(PASSAGE):
Hey, thank you so much. It's great to be here and it's, it's so awesome to hear an Aussie accent again, because I really felt like Australia is a second home for me. Um, I'm, I'm married to an Australian and we've lived over there and we've been together for, for 15 years. So, um, yeah, I love it. When I hear an Aussie accent, it just feels like it feels like home. All

Magic Barclay:

right. Now, listen, I have to ask you what was the one question that changed your life?

Jon McLernon:

I'll give you a little bit backstory. So, um, it was when I was living in South Africa that I went through some trauma and, and we can dive into that if it's relevant. But the followup from that trauma was essentially, I became a binge eating food addict. And so the byproduct of that is it gained a whole bunch of weight, but 130 pounds. And so prior to that, I would have thought anyone who was overweight was basically just lazy around disciplined. But after I turned to food as a coping mechanism, because I wasn't really equipped to deal with trauma, I found myself kind of wading into this murky world of weight loss and diet culture. And so I had a lot of failed attempts at trying to lose weight. And I spent wasted a lot of time and energy trying to find answers in all the wrong places. And so it was when I hired this coach back in what, 2017, who really shine a light on the glaring problem with staring back at me. And so the question was, um, he said, John, If you make a list of all the things you love and value, how far down that list do I go before I see your name? And so that really jarred me, um, because it was actually challenging this belief that I held about myself, it was challenging the relationship I had with myself. You see, really, because of like all of my failed attempts to lose weight, I could say it even become very angry and spiteful towards myself and my body. And then I repeatedly tried to punish it into submission. And so he was working with me to really heal my relationship with myself and then by extension food. And that was a real, can I see a seismic paradigm shift for me that I could actually treat myself with love and compassion and lose weight. And so it was really that shine that light on this. If you don't change your relationship with yourself, nothing's ever going to change. It's like trying to put a bandaid over a gaping.

(Records from a data source):
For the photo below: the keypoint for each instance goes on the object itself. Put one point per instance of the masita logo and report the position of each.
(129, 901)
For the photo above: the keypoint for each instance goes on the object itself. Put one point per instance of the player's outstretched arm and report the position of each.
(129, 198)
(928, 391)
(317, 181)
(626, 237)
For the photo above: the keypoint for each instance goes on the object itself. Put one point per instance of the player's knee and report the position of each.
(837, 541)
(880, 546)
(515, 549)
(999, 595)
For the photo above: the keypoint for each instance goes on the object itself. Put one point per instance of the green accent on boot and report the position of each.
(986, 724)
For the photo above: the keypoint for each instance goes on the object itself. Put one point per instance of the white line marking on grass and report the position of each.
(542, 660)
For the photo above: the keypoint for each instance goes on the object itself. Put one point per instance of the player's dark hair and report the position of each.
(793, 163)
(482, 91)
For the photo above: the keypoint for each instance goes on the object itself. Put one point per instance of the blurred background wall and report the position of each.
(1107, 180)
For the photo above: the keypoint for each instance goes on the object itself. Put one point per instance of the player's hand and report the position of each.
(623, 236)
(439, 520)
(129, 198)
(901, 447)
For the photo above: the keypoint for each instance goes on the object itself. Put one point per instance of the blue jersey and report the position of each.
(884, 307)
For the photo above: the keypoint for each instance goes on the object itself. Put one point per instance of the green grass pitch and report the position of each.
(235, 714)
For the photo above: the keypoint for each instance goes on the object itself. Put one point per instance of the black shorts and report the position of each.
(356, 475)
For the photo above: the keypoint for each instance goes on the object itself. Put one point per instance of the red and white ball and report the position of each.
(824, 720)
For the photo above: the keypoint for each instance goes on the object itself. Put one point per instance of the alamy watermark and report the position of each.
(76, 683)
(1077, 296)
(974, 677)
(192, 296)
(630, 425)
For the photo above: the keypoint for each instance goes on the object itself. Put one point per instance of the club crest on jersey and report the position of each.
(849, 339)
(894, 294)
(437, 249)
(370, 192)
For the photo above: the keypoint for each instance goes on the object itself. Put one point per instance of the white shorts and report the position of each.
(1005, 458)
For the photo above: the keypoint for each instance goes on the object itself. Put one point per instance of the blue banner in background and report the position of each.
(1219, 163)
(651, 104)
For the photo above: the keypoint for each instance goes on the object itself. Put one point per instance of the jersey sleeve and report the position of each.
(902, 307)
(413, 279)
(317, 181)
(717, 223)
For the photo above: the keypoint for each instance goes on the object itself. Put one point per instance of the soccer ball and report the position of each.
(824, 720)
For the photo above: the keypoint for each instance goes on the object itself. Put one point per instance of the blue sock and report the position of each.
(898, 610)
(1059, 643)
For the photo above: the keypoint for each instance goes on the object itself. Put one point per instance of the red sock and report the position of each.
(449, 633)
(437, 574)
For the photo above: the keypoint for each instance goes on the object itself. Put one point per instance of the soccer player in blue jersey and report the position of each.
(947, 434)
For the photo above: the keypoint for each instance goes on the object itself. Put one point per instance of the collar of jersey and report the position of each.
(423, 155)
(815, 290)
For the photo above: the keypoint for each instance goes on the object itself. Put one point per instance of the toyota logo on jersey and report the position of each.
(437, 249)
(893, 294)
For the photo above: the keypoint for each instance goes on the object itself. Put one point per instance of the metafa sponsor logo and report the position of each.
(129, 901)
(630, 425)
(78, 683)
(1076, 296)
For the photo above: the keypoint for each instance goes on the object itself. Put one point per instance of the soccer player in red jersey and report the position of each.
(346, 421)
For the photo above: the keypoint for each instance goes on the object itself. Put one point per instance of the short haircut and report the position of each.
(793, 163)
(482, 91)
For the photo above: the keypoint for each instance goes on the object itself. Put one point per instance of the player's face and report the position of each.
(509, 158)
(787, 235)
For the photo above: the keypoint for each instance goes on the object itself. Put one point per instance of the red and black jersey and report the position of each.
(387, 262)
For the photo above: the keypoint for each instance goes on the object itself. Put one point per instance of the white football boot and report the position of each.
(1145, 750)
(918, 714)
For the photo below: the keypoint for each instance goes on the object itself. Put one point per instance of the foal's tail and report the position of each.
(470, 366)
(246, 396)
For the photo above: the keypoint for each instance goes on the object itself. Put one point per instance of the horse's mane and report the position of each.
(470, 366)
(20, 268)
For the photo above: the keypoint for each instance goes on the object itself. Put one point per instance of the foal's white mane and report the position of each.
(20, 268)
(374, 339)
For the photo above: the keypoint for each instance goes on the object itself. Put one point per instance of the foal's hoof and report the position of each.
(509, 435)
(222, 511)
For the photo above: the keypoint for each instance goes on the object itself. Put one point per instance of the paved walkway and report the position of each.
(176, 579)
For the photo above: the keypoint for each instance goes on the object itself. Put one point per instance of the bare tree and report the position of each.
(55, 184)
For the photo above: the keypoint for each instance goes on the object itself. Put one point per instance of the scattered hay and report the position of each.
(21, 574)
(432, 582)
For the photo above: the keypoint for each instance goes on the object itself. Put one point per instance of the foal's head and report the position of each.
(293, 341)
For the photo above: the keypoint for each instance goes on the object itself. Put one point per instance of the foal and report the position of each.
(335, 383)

(WRITTEN REQUEST): Reproduce the transcript word for word, from "Hey, thank you" to "changed your life?".

(FULL SOLUTION):
Hey, thank you so much. It's great to be here and it's, it's so awesome to hear an Aussie accent again, because I really felt like Australia is a second home for me. Um, I'm, I'm married to an Australian and we've lived over there and we've been together for, for 15 years. So, um, yeah, I love it. When I hear an Aussie accent, it just feels like it feels like home. All

Magic Barclay:

right. Now, listen, I have to ask you what was the one question that changed your life?